**Texto extraído**
16 Agosto 2022
Aqui vamos nós de novo. A tentativa de assassinato de Salman Rushdie amplia a lista de atentados que ensanguentaram os noticiários nas últimas décadas. O nervo exposto é sempre o mesmo: a crítica ao Islã. Um tema de enorme significado simbólico, capaz como poucos de acender os ânimos.
O comentário é de Martino Diez, islamólogo, publicado por Domani, 14-08-2022. A tradução é de Luisa Rabolini.
Na Europa, vêm à mente as caricaturas do Charlie Hebdo, o caso de Theo van Gogh e, mais recentemente, do professor francês Samuel Paty, mas na realidade a questão é mundial. E Os Versos Satânicos de Rushdie podem ostentar uma primazia: a do primeiro caso de blasfêmia globalizada. Até então, o que era publicado em Londres, Paris ou Roma passava despercebido no mundo muçulmano e vice-versa.
Em 1989, com a fatwa de Khomeini, de repente descobrimos que a tecnologia não nos permitia mais nos ignorarmos. E com o crescimento da conectividade, cresceu exponencialmente a possibilidade de acidentes, repropondo o tema entre liberdade de criação artística e respeito ao sentimento religioso. Para eliminar qualquer ambiguidade, o livro de Rushdie é ofensivo ao credo muçulmano. Os versículos satânicos do título referem-se a um relato preservado pelo influente exegeta medieval al Tabari, segundo o qual Maomé teria recebido uma falsa revelação de Satanás (dois versículos da sura 53), antes que o arcanjo Gabriel interviesse para corrigir o erro.
Em Rushdie, no entanto, esse episódio é usado para afirmar, por trás do véu muito tênue de uma visão onírica, a falsidade da pretensão profética de Maomé, acompanhada de ofensas contra suas esposas e o Alcorão: em suma, há todos os elementos para horrorizar os muçulmanos. Sabemos bem qual foi a resposta de Khomeini - incidentalmente, mas não muito, satirizado no romance chamado The Imam – agora tragicamente implementada por um jovem libanês simpatizante do Hezbollah, apenas para nos lembrar dos nexos orgânicos que unem o libanês Partido de Deus ao seu patrocinador iraniano. Porém, seria demasiado fácil descartar o episódio como uma ideia de Khomeini.
Na realidade, a ideia está bem enraizada na jurisprudência islâmica medieval: a espada desembainhada contra qualquer um que insulte o Profeta é o título, muito explícito, de um famoso tratado do jurista medieval Ibn Taymiyya (m. 1328), muito popular na web. Hoje, é claro, os líderes muçulmanos oficiais evitam mencionar os propósitos incendiários de Ibn Taymiyya. Não são mais os tempos de Farag Foda, outro intelectual egípcio esfaqueado e morto em 1992, quando o influente xeique Muhammad al-Ghazali foi testemunhar no processo contra os dois agressores, defendendo suas ações.

**Enunciado A**
Informe todas as linhas abaixo que contêm a palavra "target", levando em conta a distinção entre maiúsculas e minúsculas.

**Material da tarefa**
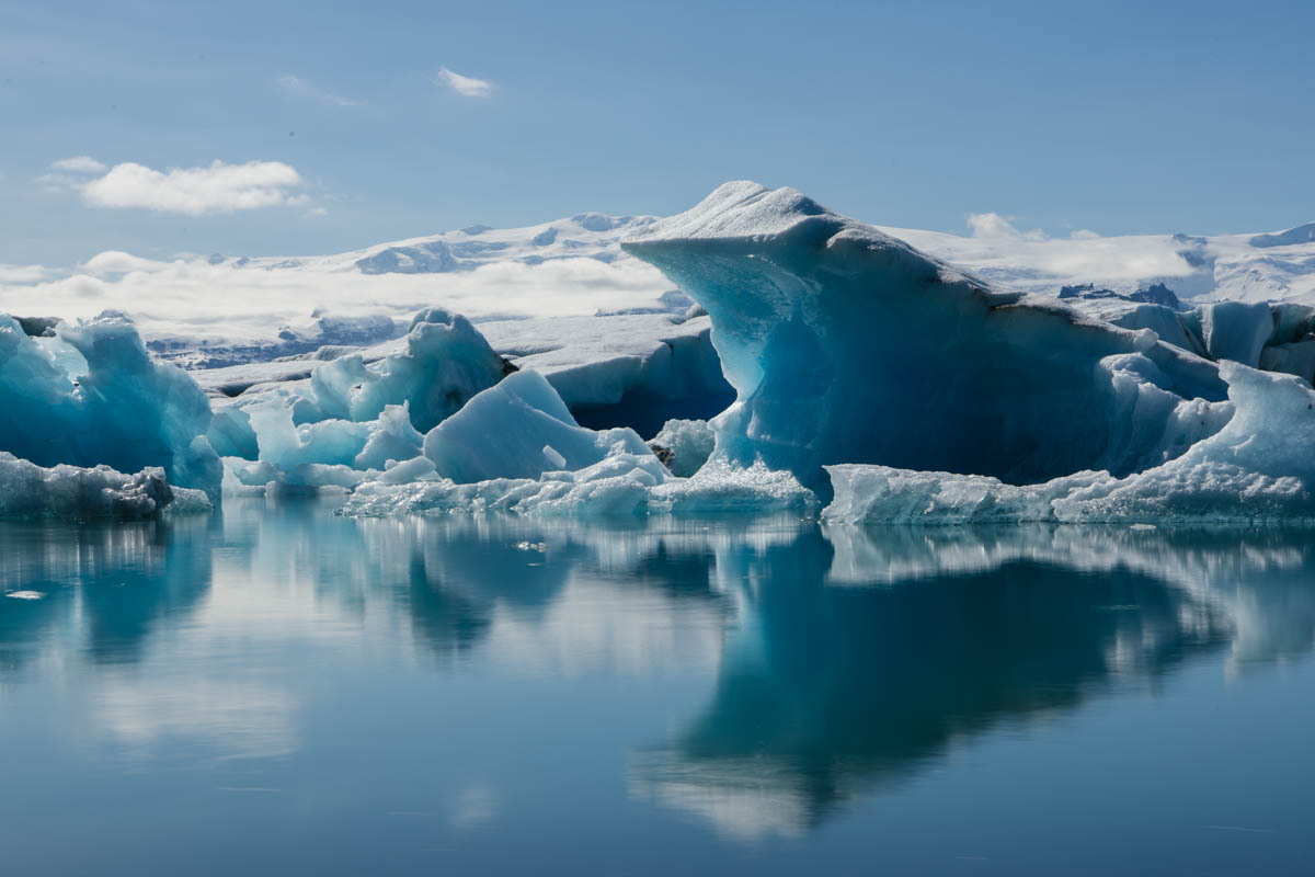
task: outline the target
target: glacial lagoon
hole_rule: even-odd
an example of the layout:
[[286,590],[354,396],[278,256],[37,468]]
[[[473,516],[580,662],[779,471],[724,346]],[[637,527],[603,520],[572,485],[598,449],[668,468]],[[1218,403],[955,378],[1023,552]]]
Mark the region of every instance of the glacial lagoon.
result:
[[0,525],[14,874],[1290,874],[1315,534]]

**Enunciado B**
Reproduza fielmente, do texto sobre o atentado contra Salman Rushdie, tudo o que vai de "16 Agosto 2022" até "de Luisa Rabolini.".

**Resultado da tarefa A**
task: outline the target
target: glacial lagoon

**Resultado da tarefa B**
16 Agosto 2022
Aqui vamos nós de novo. A tentativa de assassinato de Salman Rushdie amplia a lista de atentados que ensanguentaram os noticiários nas últimas décadas. O nervo exposto é sempre o mesmo: a crítica ao Islã. Um tema de enorme significado simbólico, capaz como poucos de acender os ânimos.
O comentário é de Martino Diez, islamólogo, publicado por Domani, 14-08-2022. A tradução é de Luisa Rabolini.